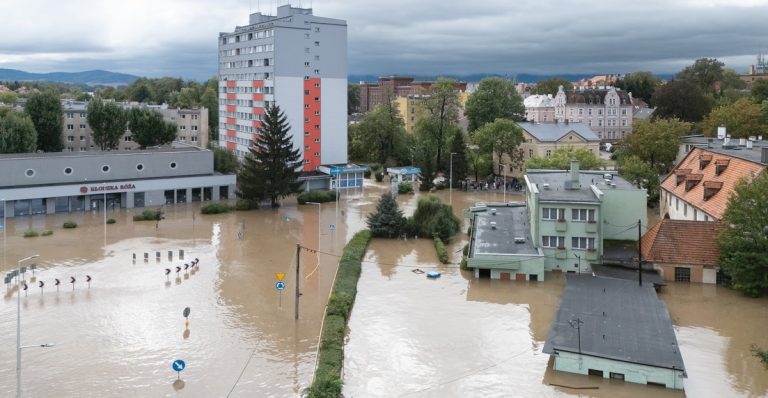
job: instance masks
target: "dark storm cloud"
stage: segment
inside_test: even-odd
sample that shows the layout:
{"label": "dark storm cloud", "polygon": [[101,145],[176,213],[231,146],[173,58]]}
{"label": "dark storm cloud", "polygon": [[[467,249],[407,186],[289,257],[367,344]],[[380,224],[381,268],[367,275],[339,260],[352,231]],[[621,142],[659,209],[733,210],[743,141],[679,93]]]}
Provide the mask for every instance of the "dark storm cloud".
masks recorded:
{"label": "dark storm cloud", "polygon": [[[246,24],[249,9],[268,11],[278,3],[28,0],[0,26],[0,68],[206,79],[216,74],[218,33]],[[19,17],[46,4],[49,12],[36,23]],[[700,57],[743,70],[759,51],[768,51],[766,0],[312,5],[317,15],[347,20],[351,74],[675,72]],[[57,29],[40,28],[48,25]]]}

══════════

Required action ->
Report back every line of the entries in which "instance" occurs.

Written answer ->
job: instance masks
Provide the mask for every instance of the "dark storm cloud".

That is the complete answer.